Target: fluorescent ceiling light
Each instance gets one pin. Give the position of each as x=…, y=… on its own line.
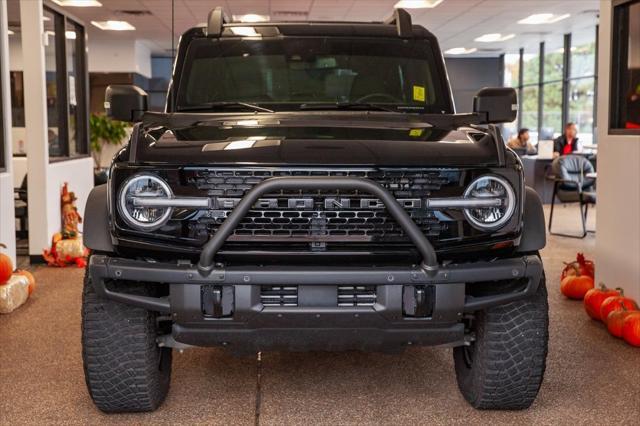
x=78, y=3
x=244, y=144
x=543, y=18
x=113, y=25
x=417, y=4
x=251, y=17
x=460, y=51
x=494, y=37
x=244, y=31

# # # # #

• **Problem requirements**
Shift every point in the records above by adding 24 to both its x and y coordinates, and write out all the lines again with the requests included. Leave the pictures out of your answer.

• **Output for this task**
Target: fluorescent ceiling light
Each instance gets one pin. Give the position of each as x=…, y=… on its own line.
x=102, y=27
x=268, y=168
x=567, y=42
x=137, y=49
x=441, y=28
x=275, y=41
x=484, y=75
x=518, y=61
x=268, y=55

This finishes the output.